=== DESCRIPTION OF THE TASK ===
Write out every entry again exactly as it stands.

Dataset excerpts
--
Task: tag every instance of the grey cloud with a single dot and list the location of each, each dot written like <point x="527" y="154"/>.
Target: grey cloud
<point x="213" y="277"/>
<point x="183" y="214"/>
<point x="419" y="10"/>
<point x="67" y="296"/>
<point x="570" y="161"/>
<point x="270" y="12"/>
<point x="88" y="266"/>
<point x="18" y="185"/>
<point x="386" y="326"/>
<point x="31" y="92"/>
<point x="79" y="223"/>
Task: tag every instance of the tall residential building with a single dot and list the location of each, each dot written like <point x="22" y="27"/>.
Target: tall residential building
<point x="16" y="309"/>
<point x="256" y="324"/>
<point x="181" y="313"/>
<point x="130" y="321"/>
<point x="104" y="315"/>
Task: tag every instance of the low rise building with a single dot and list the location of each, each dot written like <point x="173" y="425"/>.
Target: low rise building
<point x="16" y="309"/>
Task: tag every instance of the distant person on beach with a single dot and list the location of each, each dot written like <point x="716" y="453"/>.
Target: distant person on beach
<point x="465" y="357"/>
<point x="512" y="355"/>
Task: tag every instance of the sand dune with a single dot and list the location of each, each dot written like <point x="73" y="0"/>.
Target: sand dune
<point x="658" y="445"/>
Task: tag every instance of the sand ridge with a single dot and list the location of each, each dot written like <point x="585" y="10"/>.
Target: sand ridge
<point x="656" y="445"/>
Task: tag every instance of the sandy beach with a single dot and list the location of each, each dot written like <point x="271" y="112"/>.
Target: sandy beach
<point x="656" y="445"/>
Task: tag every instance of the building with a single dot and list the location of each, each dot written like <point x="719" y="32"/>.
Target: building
--
=== REPLY TO THE TASK ===
Task: tag every instance of the grey cloud with a single dot and list the location of each, each dot written like <point x="527" y="154"/>.
Target: grey cloud
<point x="213" y="277"/>
<point x="183" y="214"/>
<point x="419" y="10"/>
<point x="67" y="296"/>
<point x="570" y="161"/>
<point x="270" y="12"/>
<point x="88" y="266"/>
<point x="18" y="185"/>
<point x="386" y="326"/>
<point x="31" y="92"/>
<point x="79" y="223"/>
Task: tag every instance of the tall residential building with a single dot and list the location of each, each dot written like <point x="22" y="27"/>.
Target: tall residential building
<point x="16" y="309"/>
<point x="256" y="324"/>
<point x="181" y="313"/>
<point x="130" y="321"/>
<point x="104" y="315"/>
Task: tag every instance of the low rise building with a single dot and list the location of each, each dot written like <point x="173" y="425"/>.
Target: low rise building
<point x="16" y="309"/>
Task: tag every instance of the distant person on beach with a single dot and list the location of each, each dot written like <point x="716" y="453"/>.
Target: distant person on beach
<point x="465" y="357"/>
<point x="512" y="355"/>
Task: tag every instance of the sand dune with a single dot and list the location of each, each dot written like <point x="73" y="0"/>.
Target: sand dune
<point x="658" y="445"/>
Task: tag every instance of the sand ridge with a single dot and list the location of each, each dot written like <point x="585" y="10"/>.
Target: sand ridge
<point x="656" y="445"/>
Task: tag every instance of the sandy beach with a single dot and list the location of each, each dot written like <point x="271" y="112"/>.
Target: sandy beach
<point x="656" y="445"/>
Task: tag every instance of the building with a single dot and list the location of each, each dot written like <point x="719" y="32"/>.
Target: building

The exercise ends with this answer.